**EXTRACT:**
>>

SEO

Alt Text

Also: alternative text

Alt text is a short written description of an image, set in the HTML alt attribute, that screen readers announce to visually impaired users and that search engines read to understand what a picture shows and when to surface it in image search.

Product images need alt text because a search engine cannot see a photo; it can only read the description you attach to it. The alt attribute does three jobs at once: it is read aloud by screen readers, it shows in place of an image that fails to load, and it gives crawlers a plain-language account of what the picture contains. Good alt text states what is actually in the frame, for example the product name, colour, material, and any text printed on the item, rather than stuffing keywords or repeating one phrase across every image. If an image is purely decorative, such as a background texture or a divider, an empty alt attribute (alt="") is correct so assistive tools skip it instead of announcing noise.

Consider a Shopify store selling handmade ceramics. A listing for a stoneware mug carries five photos: the mug face on, a close detail of the glaze, the handle, a size comparison next to a hand, and a lifestyle shot on a breakfast table. Generic alt text like "mug" or "product image 1" tells nobody anything. Written properly, the detail shot reads "close-up of speckled blue reactive glaze on a stoneware mug", and the size shot reads "stoneware mug held in one hand to show its 350ml capacity". A shopper using a screen reader now understands the range. Google Images has enough to surface the mug for someone searching reactive glaze mugs, and the merchandiser has captured the specifics that the photo was carrying silently.

<<

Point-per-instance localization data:
>>

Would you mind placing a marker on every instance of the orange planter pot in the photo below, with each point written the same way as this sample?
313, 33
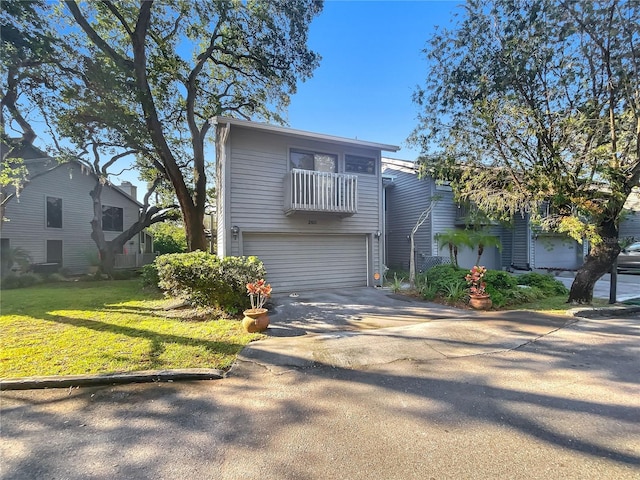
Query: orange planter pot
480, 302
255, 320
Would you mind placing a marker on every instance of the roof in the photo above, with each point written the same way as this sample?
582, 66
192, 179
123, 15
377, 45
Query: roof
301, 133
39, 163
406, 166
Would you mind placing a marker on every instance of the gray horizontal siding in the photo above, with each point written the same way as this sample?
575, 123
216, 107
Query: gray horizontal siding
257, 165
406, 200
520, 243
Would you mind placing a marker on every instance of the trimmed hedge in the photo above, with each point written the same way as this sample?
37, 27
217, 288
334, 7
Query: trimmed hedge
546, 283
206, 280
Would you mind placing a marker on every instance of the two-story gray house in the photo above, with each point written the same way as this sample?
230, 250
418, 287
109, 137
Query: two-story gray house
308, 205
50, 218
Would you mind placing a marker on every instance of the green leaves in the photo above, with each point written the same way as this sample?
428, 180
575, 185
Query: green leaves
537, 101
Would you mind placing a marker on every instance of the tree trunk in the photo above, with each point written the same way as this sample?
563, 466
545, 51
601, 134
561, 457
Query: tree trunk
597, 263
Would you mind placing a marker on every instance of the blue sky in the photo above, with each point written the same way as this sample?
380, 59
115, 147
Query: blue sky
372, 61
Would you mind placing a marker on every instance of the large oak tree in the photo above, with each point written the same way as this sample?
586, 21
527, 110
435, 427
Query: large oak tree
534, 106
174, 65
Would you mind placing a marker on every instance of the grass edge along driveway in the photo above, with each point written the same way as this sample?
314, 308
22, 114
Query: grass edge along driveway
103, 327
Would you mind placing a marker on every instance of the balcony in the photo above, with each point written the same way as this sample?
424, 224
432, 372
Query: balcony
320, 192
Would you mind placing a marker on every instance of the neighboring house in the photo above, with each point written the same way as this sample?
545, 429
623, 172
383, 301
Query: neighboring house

<<
>>

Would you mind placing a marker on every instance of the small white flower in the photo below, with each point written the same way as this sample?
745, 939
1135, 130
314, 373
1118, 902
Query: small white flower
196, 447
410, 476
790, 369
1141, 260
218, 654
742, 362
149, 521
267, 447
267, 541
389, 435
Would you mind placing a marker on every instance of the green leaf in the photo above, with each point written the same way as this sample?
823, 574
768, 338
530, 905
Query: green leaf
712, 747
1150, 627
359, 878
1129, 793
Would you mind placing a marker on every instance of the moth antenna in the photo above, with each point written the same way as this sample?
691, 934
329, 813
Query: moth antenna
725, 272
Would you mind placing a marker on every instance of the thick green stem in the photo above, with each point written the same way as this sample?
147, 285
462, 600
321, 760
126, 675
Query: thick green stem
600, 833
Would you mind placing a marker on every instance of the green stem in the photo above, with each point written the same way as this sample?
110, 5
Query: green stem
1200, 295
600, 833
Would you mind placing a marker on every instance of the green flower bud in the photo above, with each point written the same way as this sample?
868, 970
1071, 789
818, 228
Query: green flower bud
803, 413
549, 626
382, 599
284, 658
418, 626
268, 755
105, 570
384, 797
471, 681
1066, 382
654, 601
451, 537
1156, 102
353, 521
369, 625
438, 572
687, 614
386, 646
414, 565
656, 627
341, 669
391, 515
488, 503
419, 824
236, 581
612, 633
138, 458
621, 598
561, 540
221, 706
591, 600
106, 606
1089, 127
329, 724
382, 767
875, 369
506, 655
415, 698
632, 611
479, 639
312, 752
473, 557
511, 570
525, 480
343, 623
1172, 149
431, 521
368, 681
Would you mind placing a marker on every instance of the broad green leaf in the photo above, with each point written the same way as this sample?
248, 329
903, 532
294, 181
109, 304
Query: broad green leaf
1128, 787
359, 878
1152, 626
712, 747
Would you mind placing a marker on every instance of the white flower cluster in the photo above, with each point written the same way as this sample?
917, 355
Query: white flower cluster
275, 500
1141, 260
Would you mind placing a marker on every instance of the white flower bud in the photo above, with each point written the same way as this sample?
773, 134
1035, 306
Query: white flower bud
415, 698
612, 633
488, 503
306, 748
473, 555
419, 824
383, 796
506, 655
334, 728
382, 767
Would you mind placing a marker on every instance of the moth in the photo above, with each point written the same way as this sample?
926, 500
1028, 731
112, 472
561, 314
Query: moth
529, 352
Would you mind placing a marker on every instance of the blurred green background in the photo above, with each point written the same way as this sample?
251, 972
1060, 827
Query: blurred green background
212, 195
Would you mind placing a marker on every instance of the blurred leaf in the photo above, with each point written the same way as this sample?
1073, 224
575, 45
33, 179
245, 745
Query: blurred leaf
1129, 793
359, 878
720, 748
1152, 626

<<
>>

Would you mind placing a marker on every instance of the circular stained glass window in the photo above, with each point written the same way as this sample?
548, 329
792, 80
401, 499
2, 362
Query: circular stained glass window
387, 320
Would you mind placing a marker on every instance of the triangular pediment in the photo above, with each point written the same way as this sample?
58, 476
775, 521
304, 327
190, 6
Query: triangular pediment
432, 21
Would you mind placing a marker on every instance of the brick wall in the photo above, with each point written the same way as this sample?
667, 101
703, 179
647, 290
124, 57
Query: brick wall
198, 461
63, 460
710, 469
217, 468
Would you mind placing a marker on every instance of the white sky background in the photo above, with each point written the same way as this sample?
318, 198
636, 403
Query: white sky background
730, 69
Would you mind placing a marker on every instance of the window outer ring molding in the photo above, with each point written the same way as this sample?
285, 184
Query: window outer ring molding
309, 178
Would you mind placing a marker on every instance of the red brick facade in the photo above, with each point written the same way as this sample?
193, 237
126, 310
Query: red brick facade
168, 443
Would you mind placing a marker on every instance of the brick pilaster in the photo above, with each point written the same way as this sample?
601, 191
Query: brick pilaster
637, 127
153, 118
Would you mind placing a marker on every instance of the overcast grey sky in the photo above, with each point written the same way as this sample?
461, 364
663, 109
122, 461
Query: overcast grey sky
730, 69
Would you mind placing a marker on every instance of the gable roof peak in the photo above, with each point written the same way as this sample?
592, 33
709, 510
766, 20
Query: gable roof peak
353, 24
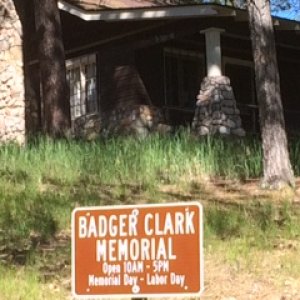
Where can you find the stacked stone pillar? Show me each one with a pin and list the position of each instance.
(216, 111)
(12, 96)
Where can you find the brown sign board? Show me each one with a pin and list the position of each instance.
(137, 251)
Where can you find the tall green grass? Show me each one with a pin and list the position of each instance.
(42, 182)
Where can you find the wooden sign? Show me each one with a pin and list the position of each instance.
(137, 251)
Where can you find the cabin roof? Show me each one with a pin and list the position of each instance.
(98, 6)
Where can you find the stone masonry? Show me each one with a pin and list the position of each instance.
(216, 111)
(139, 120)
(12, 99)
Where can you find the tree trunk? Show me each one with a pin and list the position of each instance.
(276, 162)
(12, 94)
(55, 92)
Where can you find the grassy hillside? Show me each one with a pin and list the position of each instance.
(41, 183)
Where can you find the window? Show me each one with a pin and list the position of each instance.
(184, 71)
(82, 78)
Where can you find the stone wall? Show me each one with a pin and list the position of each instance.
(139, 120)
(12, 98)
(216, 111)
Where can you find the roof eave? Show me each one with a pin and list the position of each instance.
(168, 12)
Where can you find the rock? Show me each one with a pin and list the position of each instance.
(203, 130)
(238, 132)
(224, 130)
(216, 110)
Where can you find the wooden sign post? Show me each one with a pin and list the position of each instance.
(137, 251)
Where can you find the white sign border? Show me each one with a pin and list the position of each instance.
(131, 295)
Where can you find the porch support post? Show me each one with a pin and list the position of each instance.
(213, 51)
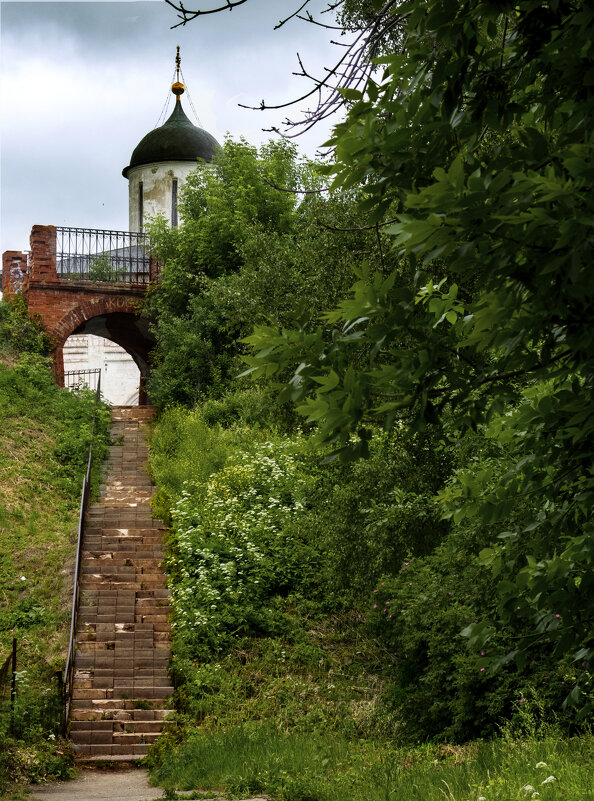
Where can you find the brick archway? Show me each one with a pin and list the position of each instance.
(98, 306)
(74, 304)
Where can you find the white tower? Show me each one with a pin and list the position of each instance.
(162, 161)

<<

**PROBLEMS TO SOLVE:**
1. Answer these questions using the alt text entry.
(a) What other name for alt text does it give?
(b) What alt attribute does it call correct for a purely decorative image?
(c) What capacity does the alt text for the mug's size shot mention?
2. Reproduce the alt text entry from "Product images need" up to and including "of announcing noise.".

**TASK-BY-TASK RESULTS:**
1.
(a) Alternative text.
(b) An empty alt attribute, alt="".
(c) 350ml.

2.
Product images need alt text because a search engine cannot see a photo; it can only read the description you attach to it. The alt attribute does three jobs at once: it is read aloud by screen readers, it shows in place of an image that fails to load, and it gives crawlers a plain-language account of what the picture contains. Good alt text states what is actually in the frame, for example the product name, colour, material, and any text printed on the item, rather than stuffing keywords or repeating one phrase across every image. If an image is purely decorative, such as a background texture or a divider, an empty alt attribute (alt="") is correct so assistive tools skip it instead of announcing noise.